- ACTIVITY
Swap every "rough mask" in the listing below for "coarse mask", and give the listing back with nothing else changed.
[Opening DATA UNDER STUDY section]
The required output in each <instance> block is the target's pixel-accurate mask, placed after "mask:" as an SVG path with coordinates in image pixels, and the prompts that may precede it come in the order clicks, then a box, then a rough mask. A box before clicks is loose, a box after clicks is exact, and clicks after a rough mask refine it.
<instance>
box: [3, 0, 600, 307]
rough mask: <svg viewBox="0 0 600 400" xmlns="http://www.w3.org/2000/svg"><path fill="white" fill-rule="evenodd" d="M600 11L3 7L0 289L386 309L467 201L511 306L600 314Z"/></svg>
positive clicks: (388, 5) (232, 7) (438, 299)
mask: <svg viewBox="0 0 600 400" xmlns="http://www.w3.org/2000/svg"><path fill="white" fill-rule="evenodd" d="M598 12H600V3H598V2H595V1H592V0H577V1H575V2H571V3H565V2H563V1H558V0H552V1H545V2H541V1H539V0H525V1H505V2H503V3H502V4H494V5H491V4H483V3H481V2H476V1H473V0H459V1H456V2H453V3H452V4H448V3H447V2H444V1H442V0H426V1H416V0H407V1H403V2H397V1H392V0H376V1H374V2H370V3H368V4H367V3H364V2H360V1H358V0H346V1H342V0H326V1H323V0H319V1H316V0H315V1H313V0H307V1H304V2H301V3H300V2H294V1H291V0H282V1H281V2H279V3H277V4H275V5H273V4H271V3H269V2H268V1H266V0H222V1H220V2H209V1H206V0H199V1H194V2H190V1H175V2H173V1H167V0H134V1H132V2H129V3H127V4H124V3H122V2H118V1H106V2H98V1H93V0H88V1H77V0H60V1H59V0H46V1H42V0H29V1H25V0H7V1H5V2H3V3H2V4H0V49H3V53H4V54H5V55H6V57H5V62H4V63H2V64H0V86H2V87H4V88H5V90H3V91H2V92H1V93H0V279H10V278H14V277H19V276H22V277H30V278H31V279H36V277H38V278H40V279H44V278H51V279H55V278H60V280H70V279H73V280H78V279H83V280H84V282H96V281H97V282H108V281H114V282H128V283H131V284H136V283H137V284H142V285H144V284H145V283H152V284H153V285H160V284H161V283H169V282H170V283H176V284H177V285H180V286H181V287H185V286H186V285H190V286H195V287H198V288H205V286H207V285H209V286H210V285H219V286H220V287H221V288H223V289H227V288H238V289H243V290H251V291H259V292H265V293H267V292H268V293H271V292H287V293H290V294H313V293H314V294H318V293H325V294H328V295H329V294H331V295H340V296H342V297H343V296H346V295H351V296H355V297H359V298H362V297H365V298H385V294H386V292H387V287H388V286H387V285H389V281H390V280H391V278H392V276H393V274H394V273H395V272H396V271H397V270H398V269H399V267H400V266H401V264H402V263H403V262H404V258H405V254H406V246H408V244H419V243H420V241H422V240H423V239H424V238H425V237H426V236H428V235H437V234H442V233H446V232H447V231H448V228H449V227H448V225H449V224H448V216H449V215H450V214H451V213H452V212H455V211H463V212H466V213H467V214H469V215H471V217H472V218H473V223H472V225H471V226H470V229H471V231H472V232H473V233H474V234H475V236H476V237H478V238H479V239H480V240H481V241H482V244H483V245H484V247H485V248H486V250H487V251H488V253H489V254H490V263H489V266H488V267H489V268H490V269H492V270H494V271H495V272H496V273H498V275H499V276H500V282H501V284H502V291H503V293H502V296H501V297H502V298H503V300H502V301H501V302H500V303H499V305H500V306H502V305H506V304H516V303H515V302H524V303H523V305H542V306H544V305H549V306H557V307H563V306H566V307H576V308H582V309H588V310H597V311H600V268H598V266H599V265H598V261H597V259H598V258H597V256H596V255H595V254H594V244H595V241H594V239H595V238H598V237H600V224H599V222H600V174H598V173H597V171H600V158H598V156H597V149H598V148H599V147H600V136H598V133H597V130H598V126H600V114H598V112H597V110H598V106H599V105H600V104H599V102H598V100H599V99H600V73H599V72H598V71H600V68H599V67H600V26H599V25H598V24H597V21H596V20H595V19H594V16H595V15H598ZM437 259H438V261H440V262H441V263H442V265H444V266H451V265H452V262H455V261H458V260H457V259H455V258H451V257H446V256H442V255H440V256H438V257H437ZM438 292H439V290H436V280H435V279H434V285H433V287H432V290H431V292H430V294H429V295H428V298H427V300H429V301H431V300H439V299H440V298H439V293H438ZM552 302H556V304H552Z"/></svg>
[Closing DATA UNDER STUDY section]
- FINISHED TASK
The required output in each <instance> block is the target's pixel-accurate mask, placed after "mask:" as an SVG path with coordinates in image pixels, and the prompts that may precede it come in the order clicks, then a box, then a coarse mask. A box before clicks is loose, a box after clicks is exact, and clicks after a coarse mask refine it.
<instance>
box: [3, 0, 600, 307]
coarse mask: <svg viewBox="0 0 600 400" xmlns="http://www.w3.org/2000/svg"><path fill="white" fill-rule="evenodd" d="M600 11L3 7L0 289L386 309L467 201L511 306L600 314Z"/></svg>
positive clicks: (388, 5) (232, 7) (438, 299)
mask: <svg viewBox="0 0 600 400" xmlns="http://www.w3.org/2000/svg"><path fill="white" fill-rule="evenodd" d="M598 12H600V3H598V2H595V1H592V0H577V1H575V2H571V3H565V2H563V1H558V0H552V1H545V2H541V1H539V0H525V1H505V2H503V3H502V4H494V5H491V4H483V3H481V2H476V1H473V0H459V1H456V2H453V3H452V4H448V3H447V2H444V1H442V0H426V1H416V0H407V1H403V2H397V1H392V0H376V1H374V2H370V3H368V4H367V3H364V2H360V1H358V0H346V1H342V0H326V1H323V0H319V1H316V0H315V1H313V0H307V1H304V2H301V3H300V2H294V1H291V0H282V1H281V2H279V3H277V4H275V5H273V4H271V3H269V2H268V1H266V0H222V1H220V2H209V1H206V0H199V1H194V2H190V1H175V2H173V1H167V0H134V1H132V2H129V3H127V4H124V3H122V2H118V1H106V2H98V1H93V0H88V1H77V0H60V1H59V0H46V1H42V0H29V1H25V0H7V1H5V2H3V3H2V4H0V49H3V53H4V54H5V55H6V57H5V62H4V63H2V64H0V86H2V87H4V88H5V90H3V91H2V92H1V93H0V279H10V278H14V277H19V276H22V277H30V278H31V279H36V277H38V278H40V279H44V278H51V279H55V278H60V280H70V279H73V280H78V279H83V280H84V282H96V281H97V282H108V281H114V282H128V283H131V284H136V283H137V284H142V285H144V284H145V283H152V284H153V285H160V284H161V283H169V282H170V283H176V284H177V285H180V286H181V287H185V286H186V285H190V286H195V287H198V288H205V286H207V285H209V286H210V285H219V286H220V287H221V288H223V289H227V288H238V289H243V290H251V291H259V292H265V293H267V292H268V293H271V292H287V293H290V294H313V293H314V294H318V293H325V294H328V295H329V294H331V295H340V296H342V297H343V296H346V295H351V296H355V297H359V298H362V297H365V298H385V294H386V292H387V287H388V286H387V285H389V281H390V280H391V278H392V276H393V274H394V273H395V272H396V271H397V270H398V269H399V267H400V266H401V264H402V263H403V262H404V258H405V254H406V246H408V244H419V243H420V241H422V240H423V239H424V238H425V237H426V236H428V235H437V234H442V233H446V232H447V231H448V228H449V227H448V225H449V224H448V216H449V215H450V214H451V213H452V212H455V211H463V212H466V213H467V214H469V215H471V217H472V218H473V223H472V225H471V226H470V229H471V231H472V232H473V233H474V234H475V236H476V237H478V238H479V239H480V240H481V241H482V244H483V245H484V247H485V248H486V250H487V251H488V253H489V254H490V263H489V266H488V267H489V268H490V269H492V270H494V271H495V272H496V273H498V275H499V276H500V282H501V284H502V291H503V293H502V296H501V297H502V298H503V300H502V301H501V302H500V303H499V305H500V306H502V305H506V304H516V303H515V302H524V303H523V305H542V306H544V305H549V306H557V307H563V306H566V307H576V308H582V309H588V310H597V311H600V268H598V266H599V265H598V261H597V259H598V258H597V256H596V255H595V254H594V244H595V241H594V239H595V238H598V237H600V224H599V222H600V174H598V173H597V171H600V158H598V156H597V149H598V148H599V147H600V136H598V133H597V130H598V126H600V114H598V112H597V110H598V106H599V105H600V104H599V102H598V100H599V99H600V73H599V72H598V71H600V68H599V67H600V26H599V25H598V24H597V21H596V20H595V19H594V16H595V15H598ZM437 259H438V261H440V262H441V263H442V265H444V266H451V265H452V262H455V261H458V260H457V259H455V258H451V257H446V256H442V255H440V256H438V257H437ZM438 292H439V290H436V280H435V279H434V285H433V287H432V290H431V292H430V294H429V295H428V298H427V300H429V301H431V300H439V299H440V298H439V293H438ZM552 302H556V304H552Z"/></svg>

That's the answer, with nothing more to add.